AUFGABENSTELLUNG: Gib die Zeilen aller folgenden Einträge bitte als nummerierte Liste wieder und lass dabei Leerzeilen weg.

==== DIE DATEN ====

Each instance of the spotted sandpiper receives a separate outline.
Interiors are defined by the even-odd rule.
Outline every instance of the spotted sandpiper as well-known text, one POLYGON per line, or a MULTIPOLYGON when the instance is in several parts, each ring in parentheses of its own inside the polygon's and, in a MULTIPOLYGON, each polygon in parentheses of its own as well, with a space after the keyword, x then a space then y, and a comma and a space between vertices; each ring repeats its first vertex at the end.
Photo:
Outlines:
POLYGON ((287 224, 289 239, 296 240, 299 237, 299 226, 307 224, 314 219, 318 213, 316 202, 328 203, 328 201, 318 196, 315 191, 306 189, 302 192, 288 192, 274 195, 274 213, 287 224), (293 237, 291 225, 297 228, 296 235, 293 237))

====

ANTWORT ZUR AUFGABE:
1. Each instance of the spotted sandpiper receives a separate outline.
2. Interiors are defined by the even-odd rule.
3. Outline every instance of the spotted sandpiper as well-known text, one POLYGON per line, or a MULTIPOLYGON when the instance is in several parts, each ring in parentheses of its own inside the polygon's and, in a MULTIPOLYGON, each polygon in parentheses of its own as well, with a space after the keyword, x then a space then y, and a comma and a space between vertices; each ring repeats its first vertex at the end.
4. Photo:
5. Outlines:
6. POLYGON ((287 224, 289 239, 296 240, 299 237, 299 226, 307 224, 314 219, 318 213, 316 202, 328 203, 328 201, 318 196, 315 191, 306 189, 302 192, 288 192, 274 195, 274 213, 287 224), (293 237, 291 225, 297 228, 296 235, 293 237))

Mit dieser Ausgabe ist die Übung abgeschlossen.